▸ EXERCISE: Retype the material between the lines holding "The goal for" and "box: [470, 333, 488, 382]", inclusive, with every character unchanged.

▸ EXTRACTED RECORDS:

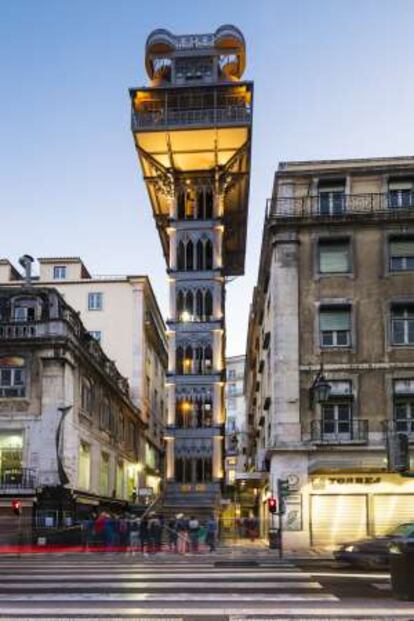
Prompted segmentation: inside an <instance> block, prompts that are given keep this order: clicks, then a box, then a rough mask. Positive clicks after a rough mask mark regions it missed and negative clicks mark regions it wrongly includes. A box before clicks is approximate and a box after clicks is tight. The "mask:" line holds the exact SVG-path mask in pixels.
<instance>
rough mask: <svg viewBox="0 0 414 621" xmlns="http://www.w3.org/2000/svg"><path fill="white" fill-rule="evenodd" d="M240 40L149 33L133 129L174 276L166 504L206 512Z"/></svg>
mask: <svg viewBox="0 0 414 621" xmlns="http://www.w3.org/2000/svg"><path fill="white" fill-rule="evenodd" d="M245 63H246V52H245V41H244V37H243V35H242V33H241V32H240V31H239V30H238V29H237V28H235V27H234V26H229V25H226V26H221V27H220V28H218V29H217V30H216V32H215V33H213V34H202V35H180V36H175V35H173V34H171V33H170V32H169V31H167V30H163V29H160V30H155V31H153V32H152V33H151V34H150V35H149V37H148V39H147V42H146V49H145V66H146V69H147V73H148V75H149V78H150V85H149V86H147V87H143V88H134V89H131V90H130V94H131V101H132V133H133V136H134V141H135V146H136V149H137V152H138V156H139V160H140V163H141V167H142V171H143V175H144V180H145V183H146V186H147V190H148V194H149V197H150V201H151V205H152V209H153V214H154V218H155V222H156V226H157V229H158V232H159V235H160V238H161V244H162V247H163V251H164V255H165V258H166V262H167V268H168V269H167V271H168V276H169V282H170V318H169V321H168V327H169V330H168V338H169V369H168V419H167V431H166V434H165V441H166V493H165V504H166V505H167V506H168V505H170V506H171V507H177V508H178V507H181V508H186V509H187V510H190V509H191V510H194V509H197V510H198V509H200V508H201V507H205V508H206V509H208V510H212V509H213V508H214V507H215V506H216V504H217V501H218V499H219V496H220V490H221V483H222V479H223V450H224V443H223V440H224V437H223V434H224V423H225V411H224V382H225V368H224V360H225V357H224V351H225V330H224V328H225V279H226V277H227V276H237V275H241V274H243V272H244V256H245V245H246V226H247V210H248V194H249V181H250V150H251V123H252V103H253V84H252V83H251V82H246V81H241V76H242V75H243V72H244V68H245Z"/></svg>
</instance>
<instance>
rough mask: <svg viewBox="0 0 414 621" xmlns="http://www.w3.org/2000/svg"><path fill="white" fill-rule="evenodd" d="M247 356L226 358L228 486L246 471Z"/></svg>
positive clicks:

* * *

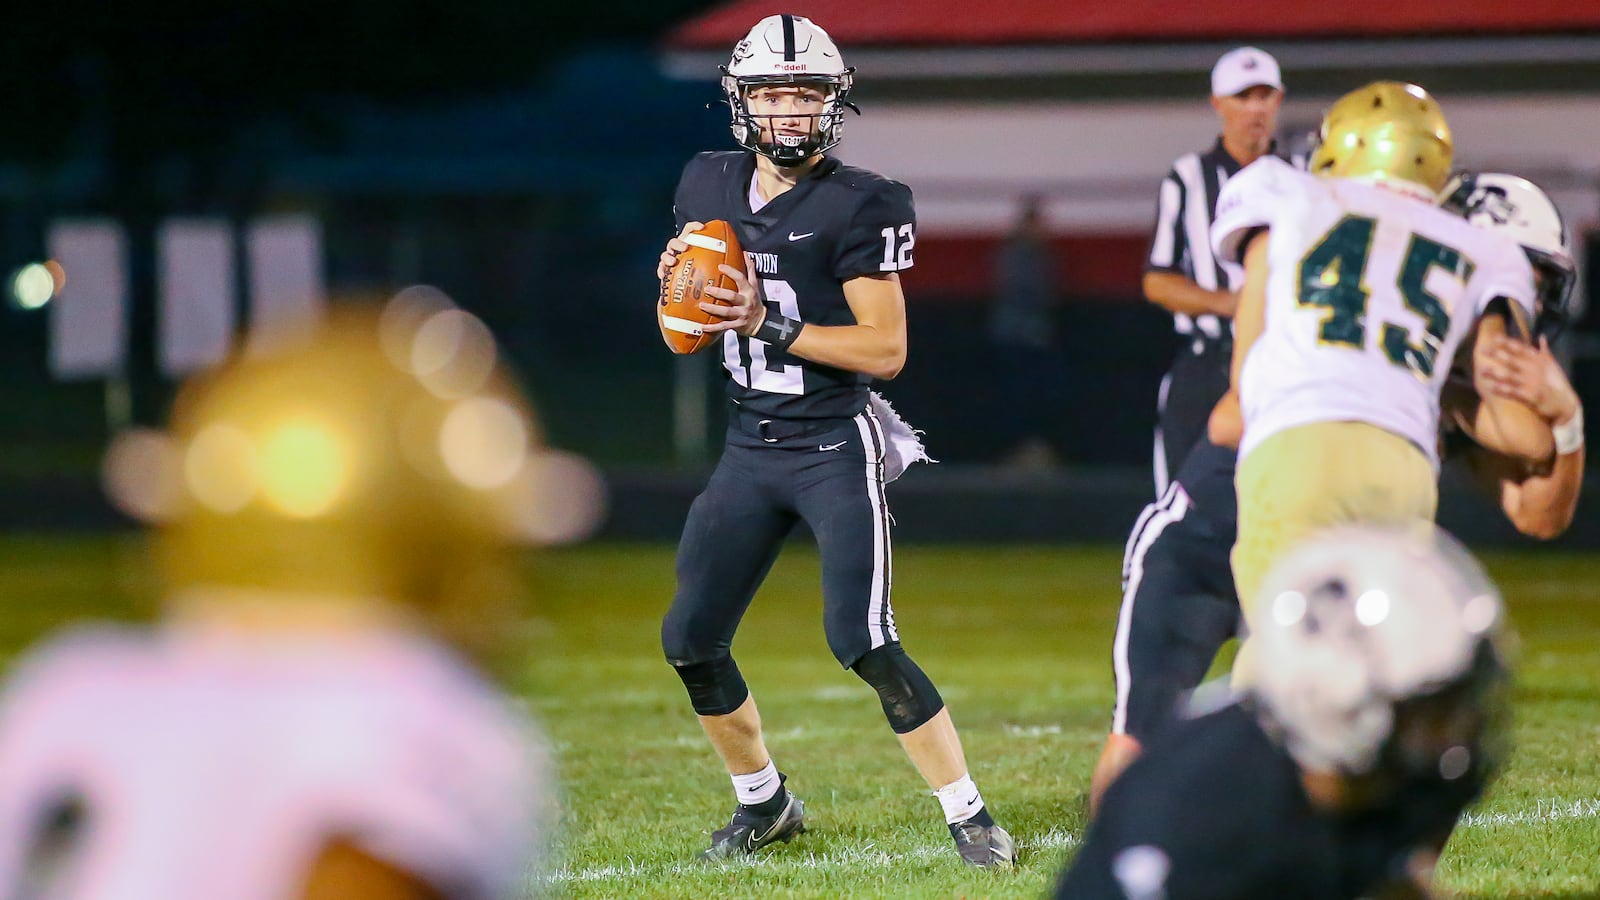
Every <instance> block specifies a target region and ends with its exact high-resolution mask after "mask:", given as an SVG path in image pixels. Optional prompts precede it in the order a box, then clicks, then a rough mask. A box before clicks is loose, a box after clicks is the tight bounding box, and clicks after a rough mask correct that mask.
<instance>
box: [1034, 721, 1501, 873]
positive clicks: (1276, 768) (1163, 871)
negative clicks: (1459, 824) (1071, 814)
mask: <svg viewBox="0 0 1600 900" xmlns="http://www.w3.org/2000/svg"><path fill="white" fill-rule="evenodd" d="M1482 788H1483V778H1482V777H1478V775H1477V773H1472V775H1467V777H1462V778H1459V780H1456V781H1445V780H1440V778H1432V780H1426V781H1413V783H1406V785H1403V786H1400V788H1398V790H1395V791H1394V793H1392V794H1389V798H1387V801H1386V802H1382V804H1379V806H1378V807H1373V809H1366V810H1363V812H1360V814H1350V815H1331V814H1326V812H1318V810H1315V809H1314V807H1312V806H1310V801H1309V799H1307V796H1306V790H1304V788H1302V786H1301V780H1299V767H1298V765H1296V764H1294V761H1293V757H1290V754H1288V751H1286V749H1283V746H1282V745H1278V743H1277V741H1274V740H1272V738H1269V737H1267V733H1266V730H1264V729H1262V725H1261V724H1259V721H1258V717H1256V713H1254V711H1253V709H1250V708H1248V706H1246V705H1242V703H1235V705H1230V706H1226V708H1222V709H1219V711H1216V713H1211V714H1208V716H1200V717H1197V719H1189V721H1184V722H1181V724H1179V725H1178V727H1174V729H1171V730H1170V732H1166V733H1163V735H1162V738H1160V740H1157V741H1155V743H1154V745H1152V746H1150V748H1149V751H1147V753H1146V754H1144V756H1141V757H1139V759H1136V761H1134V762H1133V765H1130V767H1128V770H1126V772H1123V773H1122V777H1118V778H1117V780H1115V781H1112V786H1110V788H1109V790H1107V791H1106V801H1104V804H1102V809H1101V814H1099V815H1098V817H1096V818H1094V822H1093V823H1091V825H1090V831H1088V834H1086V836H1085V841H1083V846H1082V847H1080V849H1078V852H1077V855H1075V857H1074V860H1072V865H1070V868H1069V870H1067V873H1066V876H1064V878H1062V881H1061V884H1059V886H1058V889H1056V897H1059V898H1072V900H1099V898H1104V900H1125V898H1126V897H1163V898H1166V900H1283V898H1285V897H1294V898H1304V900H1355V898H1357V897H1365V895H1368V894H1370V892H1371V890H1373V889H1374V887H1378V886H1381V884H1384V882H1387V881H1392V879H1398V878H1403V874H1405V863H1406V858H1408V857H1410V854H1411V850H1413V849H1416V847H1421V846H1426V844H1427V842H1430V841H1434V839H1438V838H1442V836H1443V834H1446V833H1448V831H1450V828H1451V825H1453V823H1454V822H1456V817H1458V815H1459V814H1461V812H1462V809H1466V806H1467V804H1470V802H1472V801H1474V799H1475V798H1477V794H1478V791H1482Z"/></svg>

==

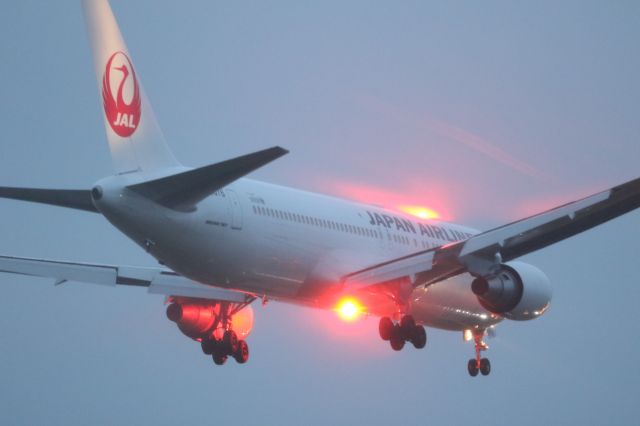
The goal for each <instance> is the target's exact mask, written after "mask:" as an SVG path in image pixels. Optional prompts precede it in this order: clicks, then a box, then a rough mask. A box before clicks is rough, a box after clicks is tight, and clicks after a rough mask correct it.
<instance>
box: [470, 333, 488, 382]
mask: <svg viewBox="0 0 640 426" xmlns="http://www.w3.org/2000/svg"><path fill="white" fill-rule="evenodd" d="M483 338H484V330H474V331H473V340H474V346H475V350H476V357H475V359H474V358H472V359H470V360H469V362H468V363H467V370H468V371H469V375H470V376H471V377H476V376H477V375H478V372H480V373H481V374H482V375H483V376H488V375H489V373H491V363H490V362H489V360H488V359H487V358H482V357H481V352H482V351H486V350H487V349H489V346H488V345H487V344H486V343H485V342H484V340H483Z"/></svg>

▸ RESULT FOR THIS EXERCISE:
The goal for each <instance> is the target's exact mask, written after "mask:" as an SVG path in image pixels. Optional prompts precede it in this order: clicks, then a box, then a rough mask. A box before clicks is rough, a box after clicks is tight, and clicks after a rough mask correct it.
<instance>
box: [470, 333, 488, 382]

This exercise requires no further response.